[Records from a data collection]
+ + + + + + +

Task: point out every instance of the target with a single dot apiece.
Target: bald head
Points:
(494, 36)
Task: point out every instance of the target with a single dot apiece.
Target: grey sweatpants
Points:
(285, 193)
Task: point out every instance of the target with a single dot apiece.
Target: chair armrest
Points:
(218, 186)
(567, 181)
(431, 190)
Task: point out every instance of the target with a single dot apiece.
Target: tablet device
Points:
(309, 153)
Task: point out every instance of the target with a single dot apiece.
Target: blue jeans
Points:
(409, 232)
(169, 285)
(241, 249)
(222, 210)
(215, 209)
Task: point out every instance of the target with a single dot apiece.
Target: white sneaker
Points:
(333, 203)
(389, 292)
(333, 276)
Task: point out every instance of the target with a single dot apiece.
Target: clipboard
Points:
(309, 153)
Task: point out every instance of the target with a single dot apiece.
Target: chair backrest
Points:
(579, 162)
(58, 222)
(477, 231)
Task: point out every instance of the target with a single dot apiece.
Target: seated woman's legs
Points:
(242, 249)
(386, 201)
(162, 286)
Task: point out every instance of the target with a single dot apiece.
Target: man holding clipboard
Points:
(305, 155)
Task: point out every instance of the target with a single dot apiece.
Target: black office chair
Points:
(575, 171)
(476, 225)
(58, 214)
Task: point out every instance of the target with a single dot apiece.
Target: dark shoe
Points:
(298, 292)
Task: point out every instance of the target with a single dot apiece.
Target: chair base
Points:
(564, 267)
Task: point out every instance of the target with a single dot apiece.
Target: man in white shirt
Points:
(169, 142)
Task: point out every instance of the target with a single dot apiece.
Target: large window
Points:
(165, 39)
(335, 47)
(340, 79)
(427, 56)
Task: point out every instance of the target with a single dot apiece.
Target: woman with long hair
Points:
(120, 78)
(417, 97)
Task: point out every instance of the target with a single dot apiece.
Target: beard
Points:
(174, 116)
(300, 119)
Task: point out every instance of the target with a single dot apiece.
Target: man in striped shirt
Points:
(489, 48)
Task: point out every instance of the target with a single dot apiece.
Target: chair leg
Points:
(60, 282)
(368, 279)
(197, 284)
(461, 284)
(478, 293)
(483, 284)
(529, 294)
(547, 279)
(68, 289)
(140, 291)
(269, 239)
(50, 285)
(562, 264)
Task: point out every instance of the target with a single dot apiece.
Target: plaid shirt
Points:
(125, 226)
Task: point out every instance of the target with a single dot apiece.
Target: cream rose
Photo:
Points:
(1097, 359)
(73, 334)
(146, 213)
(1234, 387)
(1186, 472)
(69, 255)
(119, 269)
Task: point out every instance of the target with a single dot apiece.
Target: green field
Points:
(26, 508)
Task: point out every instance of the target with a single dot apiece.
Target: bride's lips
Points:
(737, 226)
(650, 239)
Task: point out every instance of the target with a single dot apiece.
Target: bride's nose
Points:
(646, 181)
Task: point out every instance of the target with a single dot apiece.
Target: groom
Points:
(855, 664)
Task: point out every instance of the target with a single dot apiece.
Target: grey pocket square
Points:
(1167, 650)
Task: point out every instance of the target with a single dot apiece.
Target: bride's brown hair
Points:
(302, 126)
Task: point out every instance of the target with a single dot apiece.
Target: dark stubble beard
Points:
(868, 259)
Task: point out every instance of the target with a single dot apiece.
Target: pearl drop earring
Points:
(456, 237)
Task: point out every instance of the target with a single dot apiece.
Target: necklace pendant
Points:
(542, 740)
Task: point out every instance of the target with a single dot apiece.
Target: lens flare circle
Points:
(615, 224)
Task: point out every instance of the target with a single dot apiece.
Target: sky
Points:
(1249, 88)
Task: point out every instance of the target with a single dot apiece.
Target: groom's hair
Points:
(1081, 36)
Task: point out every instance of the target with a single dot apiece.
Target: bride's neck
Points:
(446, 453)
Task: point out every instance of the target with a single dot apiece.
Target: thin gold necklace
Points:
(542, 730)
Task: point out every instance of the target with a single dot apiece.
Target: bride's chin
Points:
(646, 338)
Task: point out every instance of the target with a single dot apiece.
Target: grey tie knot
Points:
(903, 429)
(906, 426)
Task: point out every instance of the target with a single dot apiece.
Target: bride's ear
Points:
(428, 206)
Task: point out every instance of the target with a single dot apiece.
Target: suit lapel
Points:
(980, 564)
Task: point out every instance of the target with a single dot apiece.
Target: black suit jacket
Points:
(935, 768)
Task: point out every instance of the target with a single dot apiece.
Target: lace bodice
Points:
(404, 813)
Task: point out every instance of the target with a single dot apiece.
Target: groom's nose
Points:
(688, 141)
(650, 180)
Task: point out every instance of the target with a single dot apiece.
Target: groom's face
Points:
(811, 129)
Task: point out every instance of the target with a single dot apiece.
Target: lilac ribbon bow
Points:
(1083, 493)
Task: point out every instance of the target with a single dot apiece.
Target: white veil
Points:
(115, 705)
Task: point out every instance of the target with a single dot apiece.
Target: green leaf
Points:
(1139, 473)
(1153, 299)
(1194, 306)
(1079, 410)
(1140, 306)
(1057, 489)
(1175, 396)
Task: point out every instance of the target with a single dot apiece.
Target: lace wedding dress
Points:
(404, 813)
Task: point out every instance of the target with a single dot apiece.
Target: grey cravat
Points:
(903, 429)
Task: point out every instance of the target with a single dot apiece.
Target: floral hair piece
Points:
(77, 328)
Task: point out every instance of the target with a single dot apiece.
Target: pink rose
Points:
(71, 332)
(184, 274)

+ + + + + + +

TASK —
Could you transcribe every entry exactly, without altering anything?

TASK RESPONSE —
Task: point out every instance of the target with a single dot apiece.
Target: bald head
Points:
(494, 36)
Task: point out every instance of the target with a single dot apiece.
Target: grey sweatpants
Points:
(285, 193)
Task: point out every instance of the target with a single dot apiece.
Target: chair armrest
Points:
(218, 186)
(567, 181)
(431, 190)
Task: point out every instance of the target with a single dot apiece.
Target: tablet device
Points:
(309, 153)
Task: point out every instance of the target with a single dot apiece.
Target: blue jeans
Points:
(409, 232)
(169, 285)
(241, 249)
(222, 210)
(215, 209)
Task: point out every instance of the target with a single dot apiece.
Target: white sneaker
Points:
(333, 203)
(389, 292)
(333, 276)
Task: point out every instance of the target with a single dot apiece.
Target: clipboard
Points:
(309, 153)
Task: point out every instance of the target with a single dot apiece.
Target: chair backrest
Points:
(579, 162)
(58, 222)
(477, 231)
Task: point out every instance of the target with a single dot apiece.
Target: seated woman's legs
Points:
(242, 249)
(386, 201)
(162, 286)
Task: point out every instance of the target with a single dot apiece.
Target: man holding clipboard
Points:
(305, 155)
Task: point out every instance of the target with a single dot apiece.
Target: black office chair
Points:
(575, 171)
(476, 225)
(58, 214)
Task: point out every instance of the target with a single dot apiece.
Target: dark shoe
Points:
(298, 292)
Task: point out every instance of the target with a single dot apiece.
Target: chair base
Points:
(564, 267)
Task: point out every instance of the target with a single dot apiece.
Target: man in white shirt
Points:
(169, 142)
Task: point out every instance of the target with a single dot apiece.
Target: large window
Points:
(165, 39)
(335, 47)
(340, 79)
(427, 56)
Task: point out every instance of the target with a single dot apiece.
Target: woman with long hair
Points:
(120, 78)
(417, 97)
Task: point out every instance of the target with a single dot apiece.
Target: beard
Points:
(174, 116)
(300, 119)
Task: point out every instance of the target with a single dot apiece.
Target: man in striped shirt
Points:
(489, 48)
Task: point out every instance of the target with a single dot apiece.
Target: chair leg
Points:
(60, 282)
(368, 279)
(197, 284)
(461, 284)
(478, 293)
(483, 284)
(529, 294)
(547, 279)
(68, 289)
(140, 291)
(269, 239)
(50, 285)
(562, 264)
Task: point out every instance of the target with a single dot apiece.
Target: plaid shirt
Points:
(125, 226)
Task: point out every instance of the target with a single dot apiece.
Target: cream rose
Photo:
Points:
(1097, 359)
(73, 334)
(146, 213)
(1234, 387)
(1186, 472)
(69, 255)
(119, 269)
Task: point out every instance of the target with a single dot apiece.
Target: green field
Points:
(26, 508)
Task: point out every instance of the target with a single dot apiece.
Target: bride's lips
Points:
(737, 226)
(650, 239)
Task: point out every instance of the target with a single dot apiece.
Target: bride's nose
Points:
(646, 181)
Task: point out every instance of the target with a single dot apiece.
Target: groom
Points:
(855, 664)
Task: point out every instance of the target with a single dot apiece.
Target: grey pocket square
Points:
(1167, 650)
Task: point out every instance of the target with a single dot apiece.
Target: bride's brown hair
Points:
(302, 126)
Task: point out every instance of the target with a single dot apiece.
Target: dark stubble beard
Points:
(868, 259)
Task: point out every instance of the target with a single dot apiece.
Target: pearl drop earring
Points:
(456, 237)
Task: point out every instance of the target with a single dot apiece.
Target: necklace pendant
Points:
(542, 740)
Task: point out every instance of the target with a single dot apiece.
Target: lens flare circle
Points:
(615, 224)
Task: point out every instance of the target with a single dot apiece.
Target: sky
Points:
(1249, 88)
Task: point out every instance of the target with a single dot apiece.
Target: groom's hair
Points:
(1081, 36)
Task: point out every instance of the target with a single dot apiece.
Target: bride's neck
Points:
(446, 453)
Task: point out every instance of the target with a single dot apiece.
Target: thin gold necklace
Points:
(542, 730)
Task: point out every instance of the target with a single dot apiece.
Target: bride's chin
Points:
(646, 338)
Task: point out every instance of the target with a single dot apiece.
Target: grey tie knot
Points:
(903, 429)
(906, 426)
Task: point out every instance of the target with a single dot apiece.
Target: bride's ear
Points:
(428, 206)
Task: point out every instance of the target with a single dot apiece.
Target: suit lapel
Points:
(980, 564)
Task: point out every instance of the target with a single dot apiece.
Target: black suit jacket
Points:
(935, 768)
Task: point out every instance of the target with a single dot apiece.
Target: lace bodice
Points:
(404, 813)
Task: point out every instance of the target with a single dot apiece.
Target: groom's nose
Points:
(688, 141)
(650, 180)
Task: point out every instance of the target with a single dot apiece.
Target: groom's face
Points:
(811, 129)
Task: point out every instance of the target with a single dot apiece.
Target: lilac ribbon bow
Points:
(1083, 493)
Task: point out every instance of the target with a single dot apiece.
Target: white veil
Points:
(115, 705)
Task: point out every instance of the target with a single dot apiece.
Target: green leaf
Points:
(1139, 473)
(1153, 299)
(1194, 306)
(1079, 410)
(1140, 306)
(1057, 489)
(1175, 396)
Task: point out every instance of the target with a single dot apiece.
Target: lace wedding dress
Points:
(404, 813)
Task: point out every instance of the target with a single dot apiece.
Target: grey cravat
Points:
(903, 429)
Task: point out every instance of the target with a single dot apiece.
Target: floral hair piece
Points:
(77, 328)
Task: point out every instance of the target with a single dot apiece.
Target: pink rose
Points:
(71, 332)
(184, 274)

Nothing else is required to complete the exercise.